The problem: Extract, exactly as written, the line that contains "of the silver" and all lines after it through the end of the records. Omit pictures.

Data for this exercise:
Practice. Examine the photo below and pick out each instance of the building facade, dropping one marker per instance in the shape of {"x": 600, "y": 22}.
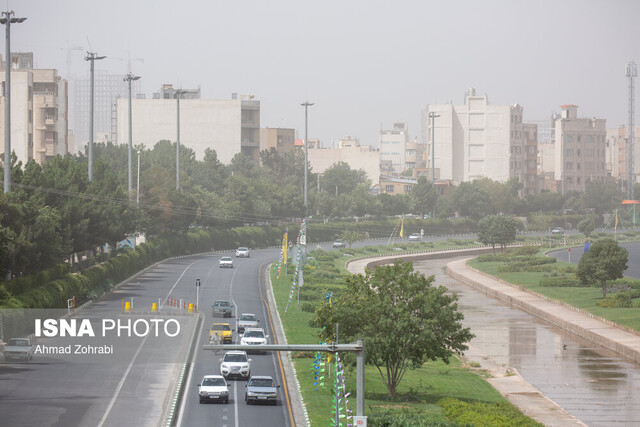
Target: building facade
{"x": 479, "y": 139}
{"x": 39, "y": 111}
{"x": 228, "y": 126}
{"x": 580, "y": 154}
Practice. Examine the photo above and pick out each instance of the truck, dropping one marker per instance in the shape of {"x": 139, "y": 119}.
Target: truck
{"x": 18, "y": 348}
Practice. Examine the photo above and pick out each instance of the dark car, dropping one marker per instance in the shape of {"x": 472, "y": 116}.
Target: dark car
{"x": 261, "y": 389}
{"x": 222, "y": 308}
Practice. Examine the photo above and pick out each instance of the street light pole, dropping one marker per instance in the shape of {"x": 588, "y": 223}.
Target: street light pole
{"x": 433, "y": 150}
{"x": 8, "y": 20}
{"x": 178, "y": 94}
{"x": 306, "y": 105}
{"x": 129, "y": 78}
{"x": 92, "y": 57}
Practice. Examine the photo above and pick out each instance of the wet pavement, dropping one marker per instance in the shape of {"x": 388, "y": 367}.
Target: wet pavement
{"x": 595, "y": 385}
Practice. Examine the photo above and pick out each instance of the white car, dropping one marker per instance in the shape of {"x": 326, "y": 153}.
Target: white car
{"x": 254, "y": 337}
{"x": 225, "y": 262}
{"x": 213, "y": 388}
{"x": 242, "y": 252}
{"x": 235, "y": 364}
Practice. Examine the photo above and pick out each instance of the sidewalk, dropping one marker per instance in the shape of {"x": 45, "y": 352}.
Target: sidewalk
{"x": 507, "y": 381}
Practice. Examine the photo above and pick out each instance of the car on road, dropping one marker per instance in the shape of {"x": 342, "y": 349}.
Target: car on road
{"x": 339, "y": 244}
{"x": 254, "y": 337}
{"x": 225, "y": 262}
{"x": 246, "y": 320}
{"x": 18, "y": 348}
{"x": 222, "y": 308}
{"x": 242, "y": 252}
{"x": 223, "y": 331}
{"x": 415, "y": 237}
{"x": 235, "y": 364}
{"x": 213, "y": 388}
{"x": 261, "y": 389}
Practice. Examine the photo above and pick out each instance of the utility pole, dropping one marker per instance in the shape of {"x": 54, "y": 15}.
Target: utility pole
{"x": 306, "y": 105}
{"x": 178, "y": 94}
{"x": 129, "y": 78}
{"x": 433, "y": 150}
{"x": 631, "y": 72}
{"x": 8, "y": 20}
{"x": 92, "y": 57}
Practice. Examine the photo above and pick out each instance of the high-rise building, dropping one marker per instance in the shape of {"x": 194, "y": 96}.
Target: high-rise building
{"x": 479, "y": 139}
{"x": 580, "y": 153}
{"x": 39, "y": 110}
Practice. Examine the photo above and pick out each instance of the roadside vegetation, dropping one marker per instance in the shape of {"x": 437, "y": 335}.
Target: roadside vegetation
{"x": 430, "y": 394}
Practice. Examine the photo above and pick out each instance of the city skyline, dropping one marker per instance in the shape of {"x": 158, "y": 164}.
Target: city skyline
{"x": 365, "y": 65}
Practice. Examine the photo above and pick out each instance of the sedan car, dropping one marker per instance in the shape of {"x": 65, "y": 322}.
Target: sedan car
{"x": 339, "y": 244}
{"x": 225, "y": 262}
{"x": 213, "y": 388}
{"x": 254, "y": 337}
{"x": 261, "y": 389}
{"x": 415, "y": 237}
{"x": 222, "y": 308}
{"x": 235, "y": 364}
{"x": 242, "y": 252}
{"x": 246, "y": 320}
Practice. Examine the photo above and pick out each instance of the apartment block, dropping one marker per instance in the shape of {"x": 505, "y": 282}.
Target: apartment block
{"x": 580, "y": 154}
{"x": 479, "y": 139}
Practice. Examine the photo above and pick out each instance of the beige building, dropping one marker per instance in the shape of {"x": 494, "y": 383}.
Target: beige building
{"x": 349, "y": 151}
{"x": 479, "y": 139}
{"x": 580, "y": 154}
{"x": 39, "y": 112}
{"x": 280, "y": 139}
{"x": 228, "y": 126}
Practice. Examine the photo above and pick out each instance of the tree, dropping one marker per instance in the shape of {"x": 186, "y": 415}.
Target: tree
{"x": 604, "y": 261}
{"x": 497, "y": 230}
{"x": 405, "y": 320}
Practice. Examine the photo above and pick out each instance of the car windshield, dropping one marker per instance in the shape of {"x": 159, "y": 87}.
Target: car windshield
{"x": 261, "y": 382}
{"x": 235, "y": 358}
{"x": 212, "y": 382}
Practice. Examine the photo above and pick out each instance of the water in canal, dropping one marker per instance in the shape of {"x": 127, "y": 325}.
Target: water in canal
{"x": 595, "y": 385}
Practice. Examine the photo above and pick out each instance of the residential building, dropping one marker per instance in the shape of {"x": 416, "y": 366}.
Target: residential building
{"x": 580, "y": 154}
{"x": 393, "y": 146}
{"x": 108, "y": 90}
{"x": 479, "y": 139}
{"x": 280, "y": 139}
{"x": 228, "y": 126}
{"x": 349, "y": 151}
{"x": 39, "y": 111}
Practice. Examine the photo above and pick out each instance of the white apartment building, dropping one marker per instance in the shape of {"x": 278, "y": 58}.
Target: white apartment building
{"x": 228, "y": 126}
{"x": 393, "y": 146}
{"x": 580, "y": 154}
{"x": 478, "y": 139}
{"x": 39, "y": 110}
{"x": 351, "y": 152}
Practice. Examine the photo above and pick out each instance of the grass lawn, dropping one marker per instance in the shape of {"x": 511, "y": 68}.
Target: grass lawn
{"x": 420, "y": 389}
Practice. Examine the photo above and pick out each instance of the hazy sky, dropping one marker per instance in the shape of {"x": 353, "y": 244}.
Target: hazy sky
{"x": 365, "y": 64}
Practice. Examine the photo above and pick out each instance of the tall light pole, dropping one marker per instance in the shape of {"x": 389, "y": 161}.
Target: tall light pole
{"x": 92, "y": 57}
{"x": 306, "y": 105}
{"x": 8, "y": 20}
{"x": 130, "y": 78}
{"x": 433, "y": 149}
{"x": 178, "y": 94}
{"x": 138, "y": 186}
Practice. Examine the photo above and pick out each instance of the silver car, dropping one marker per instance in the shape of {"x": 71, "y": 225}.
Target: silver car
{"x": 261, "y": 389}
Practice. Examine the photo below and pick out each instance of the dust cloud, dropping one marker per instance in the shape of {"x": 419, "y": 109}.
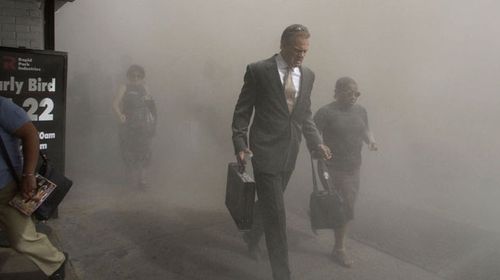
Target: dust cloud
{"x": 427, "y": 71}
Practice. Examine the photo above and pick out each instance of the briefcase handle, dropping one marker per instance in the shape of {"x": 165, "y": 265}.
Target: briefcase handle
{"x": 326, "y": 177}
{"x": 315, "y": 181}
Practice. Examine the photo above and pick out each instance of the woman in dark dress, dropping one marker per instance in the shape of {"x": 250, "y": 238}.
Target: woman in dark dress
{"x": 344, "y": 127}
{"x": 136, "y": 111}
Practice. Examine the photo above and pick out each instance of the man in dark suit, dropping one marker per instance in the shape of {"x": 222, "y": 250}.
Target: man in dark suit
{"x": 277, "y": 91}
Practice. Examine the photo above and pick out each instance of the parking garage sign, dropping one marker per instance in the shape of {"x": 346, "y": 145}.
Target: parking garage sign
{"x": 36, "y": 81}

Exercise response:
Practice. Examine the photo above and pick out each instance of the silver car, dropping one marker per instance in the shape of {"x": 71, "y": 225}.
Target: silver car
{"x": 261, "y": 389}
Practice. Examine the photo below and pick out each instance of the dust cloud, dropping one marker per instance in the shape of {"x": 419, "y": 109}.
Target: dust cloud
{"x": 427, "y": 71}
Practice. Examine the photo above and pick out each instance of the briefcase handle, dropping one marker per instance in the shape of {"x": 165, "y": 265}.
Target: briefcase handle
{"x": 326, "y": 177}
{"x": 315, "y": 181}
Practice. Examine the photo above and pick out each instance of the woman in dark dress, dropping one marker per instance in the shape of {"x": 250, "y": 238}.
Target: woman in dark dress
{"x": 344, "y": 127}
{"x": 136, "y": 111}
Practice. Examine the photo above and pick out each instance of the man in dark suit, dropping one marker per instance in the shape of {"x": 222, "y": 250}.
Target: man in dark suit
{"x": 277, "y": 91}
Practice. Examine the photo above and pick out each instance of the parking garage sign, dropping one marker per instance in the shape of {"x": 346, "y": 145}.
Target: parking garage sign
{"x": 36, "y": 81}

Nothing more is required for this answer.